* SHORT EXERCISE *
Transcribe every one of the lines below word for word, leaving the pictures out of your answer.

## start LISTED RECORDS

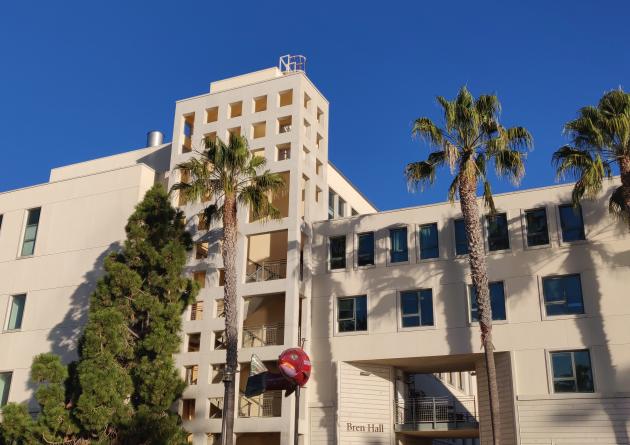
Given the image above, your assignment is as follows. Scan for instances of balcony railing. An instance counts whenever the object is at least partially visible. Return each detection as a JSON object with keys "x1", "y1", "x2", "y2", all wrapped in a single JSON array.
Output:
[
  {"x1": 243, "y1": 323, "x2": 284, "y2": 348},
  {"x1": 394, "y1": 396, "x2": 478, "y2": 430},
  {"x1": 238, "y1": 391, "x2": 282, "y2": 417},
  {"x1": 246, "y1": 260, "x2": 287, "y2": 283}
]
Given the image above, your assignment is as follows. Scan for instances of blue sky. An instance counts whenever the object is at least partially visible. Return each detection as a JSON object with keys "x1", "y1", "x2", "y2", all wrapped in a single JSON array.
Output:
[{"x1": 0, "y1": 0, "x2": 630, "y2": 209}]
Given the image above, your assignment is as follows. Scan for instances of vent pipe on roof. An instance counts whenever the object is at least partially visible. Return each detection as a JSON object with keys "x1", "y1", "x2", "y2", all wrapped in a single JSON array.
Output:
[{"x1": 147, "y1": 130, "x2": 164, "y2": 147}]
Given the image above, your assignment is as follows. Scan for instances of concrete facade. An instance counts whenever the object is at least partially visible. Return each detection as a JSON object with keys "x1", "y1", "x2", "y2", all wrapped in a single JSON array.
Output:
[{"x1": 0, "y1": 63, "x2": 630, "y2": 445}]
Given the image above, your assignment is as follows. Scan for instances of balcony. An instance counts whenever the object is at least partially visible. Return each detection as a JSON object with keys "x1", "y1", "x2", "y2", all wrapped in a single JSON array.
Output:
[{"x1": 394, "y1": 396, "x2": 479, "y2": 434}]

## end LISTED RECORDS

* FINISHED ANSWER *
Given the image above, your assignment is as follows. Scan for instances of balcony railing. An instance counts whenever the object is at least partially visible. Return each detection as a JSON object with keys "x1", "y1", "x2", "y2", all wrapped in a single JSON array.
Output:
[
  {"x1": 243, "y1": 323, "x2": 284, "y2": 348},
  {"x1": 394, "y1": 396, "x2": 478, "y2": 430},
  {"x1": 238, "y1": 391, "x2": 282, "y2": 417},
  {"x1": 246, "y1": 260, "x2": 287, "y2": 283}
]
Given the image above, your assignment is as follows. Scan for instances of blue sky. An instance counts whenever the object is at least partially visible. Return each detection as a JSON object with keys "x1", "y1", "x2", "y2", all wrapped in a single JSON array.
Output:
[{"x1": 0, "y1": 0, "x2": 630, "y2": 209}]
Given the image above, your assignment is as follows. Scan for instances of vent pipe on roof. An instance counts whenever the object is at least partially visible. Return each detection as a JSON object with keys "x1", "y1", "x2", "y2", all wrapped in a single JSON array.
Output:
[{"x1": 147, "y1": 130, "x2": 164, "y2": 147}]
Given the image above, your assignment is as follows. Scan for instances of concrete facade. An instance counts whenever the object is at least partially visible. Return each detection as a JSON object with keys "x1", "y1", "x2", "y2", all wrapped in a single JSON array.
Output:
[{"x1": 0, "y1": 63, "x2": 630, "y2": 445}]
Given the image above, your assignment is as follows. Scan for instances of balcony. An instance counts whenever the object is at least partially visible. Return each detection as a JSON object with keys "x1", "y1", "x2", "y2", all wrapped in a single JSON array.
Output:
[{"x1": 394, "y1": 396, "x2": 479, "y2": 434}]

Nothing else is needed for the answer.